### SELECTED TEXT
____
Every couture season is, in part, a meditation on the métier—one that’s defined as much by time as craft. Think about it: Hours are the measure used for the work that goes into the making of garments that reflect the times and women’s place in them. This couture season tells us her role is in flux. How else are we to read the coexistence of weaponized cone-bra breasts at Jean Paul Gaultier and rose busts at Armani Privé? Or Lisa Fonssagrives cosplay with couture quote-unquote jeans?
Like the sword of Saint Catherine carried by Joan of Arc—the martyr and patron saint of France who was referenced at Balenciaga—the fall 2023 couture season was two-sided, a collision of beauty and body anxiety.
Throughout history the (naked) female form has been seen as a wonderment and a terrifying threat. For some, it is the materialization of original sin, associated with the fall from innocence. Out-of-date thinking, you say? One would think so, but morality, alongside science and law, is part of the American debate about abortion rights and women’s bodily autonomy. This discussion is happening at the same time as the gender binary has come into question, raising discussions about femininity. Is it an innate quality or one that can be taken up? A person’s appearance might not reflect how they identify.
What is real is another big question of our age, and in fashion it has led to a lot of visual play. I’m not sure how to parse the emergence in one season of trompe l’oeil jeans and pseudo-nudes (seen at Schiaparelli, Thom Browne, and Gaultier), especially because it was the latter that made the headlines. Are all fakes weighed equally?
Obfuscation of the female form is one form of body anxiety that was expressed in different ways. In several instances it was subsumed in service to art in the form of tour de force savoir faire that nonetheless overpowered the models, who seemed to become the wall on which the masterpiece was hung. In contrast, Demna’s abstraction of Lucian Freud’s work into a series of coup de vent (gust of wind) pieces felt dynamic and vital, movement being associated with freedom and AFK #goals.
Of note were the number of supersized looks that delivered big-D drama but would make the wearer difficult to embrace. This distance dressing might be understood as an expression of pandemic-era body anxiety. The virus stirred a fear of intimacy (sexual and otherwise) and proximity. Space-commanding looks created a sort of no-fly zone around the wearer. Shades of #MeToo as well? Viktor Rolf summed up the can’t-touch-this vibe in a maillot with a cartoon-like 3D exclamation that read “No” and a bikini that spelled “Dream On.”
Whether the faceless humanoids that appeared at V&R were reveries or nightmares is up to the viewer. Some of the models in the Dutch duo’s 30th-anniversary presentation were saddled or maybe assaulted—it’s open to interpretation—by headless figures in black-tie. Did they represent the patriarchy?
____
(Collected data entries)
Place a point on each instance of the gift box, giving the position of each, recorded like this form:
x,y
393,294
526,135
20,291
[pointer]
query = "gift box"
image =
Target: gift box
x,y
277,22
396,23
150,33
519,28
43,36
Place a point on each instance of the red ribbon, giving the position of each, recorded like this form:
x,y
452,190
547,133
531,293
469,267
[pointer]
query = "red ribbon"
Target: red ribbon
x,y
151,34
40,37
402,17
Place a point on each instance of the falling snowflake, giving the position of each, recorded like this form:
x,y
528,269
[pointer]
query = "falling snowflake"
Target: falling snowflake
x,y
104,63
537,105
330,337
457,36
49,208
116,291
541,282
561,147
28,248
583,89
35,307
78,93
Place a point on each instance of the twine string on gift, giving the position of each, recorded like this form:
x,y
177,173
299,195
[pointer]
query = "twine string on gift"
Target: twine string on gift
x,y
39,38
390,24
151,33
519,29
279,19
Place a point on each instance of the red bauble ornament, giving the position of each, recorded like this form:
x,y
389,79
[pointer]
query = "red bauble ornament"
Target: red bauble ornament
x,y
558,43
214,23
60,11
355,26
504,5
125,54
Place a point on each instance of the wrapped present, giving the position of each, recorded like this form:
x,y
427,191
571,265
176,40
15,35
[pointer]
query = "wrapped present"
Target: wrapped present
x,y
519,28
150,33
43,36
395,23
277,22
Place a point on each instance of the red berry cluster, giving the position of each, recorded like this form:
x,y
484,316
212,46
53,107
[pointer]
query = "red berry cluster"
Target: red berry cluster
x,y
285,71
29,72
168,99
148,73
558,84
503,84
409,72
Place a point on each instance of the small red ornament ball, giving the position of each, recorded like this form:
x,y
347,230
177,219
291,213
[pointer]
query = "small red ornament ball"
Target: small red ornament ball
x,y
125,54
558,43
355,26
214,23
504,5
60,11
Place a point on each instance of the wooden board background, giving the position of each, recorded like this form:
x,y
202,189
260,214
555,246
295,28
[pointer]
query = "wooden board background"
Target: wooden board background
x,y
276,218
____
### DIRECTIONS
1. According to the couture season text, whose work did Demna abstract into a series of coup de vent pieces?
2. Retype the part of the couture season text that opens with the words containing "What is real" and closes with "fakes weighed equally?".

### ANSWERS GIVEN
1. Lucian Freud's

2.
What is real is another big question of our age, and in fashion it has led to a lot of visual play. I’m not sure how to parse the emergence in one season of trompe l’oeil jeans and pseudo-nudes (seen at Schiaparelli, Thom Browne, and Gaultier), especially because it was the latter that made the headlines. Are all fakes weighed equally?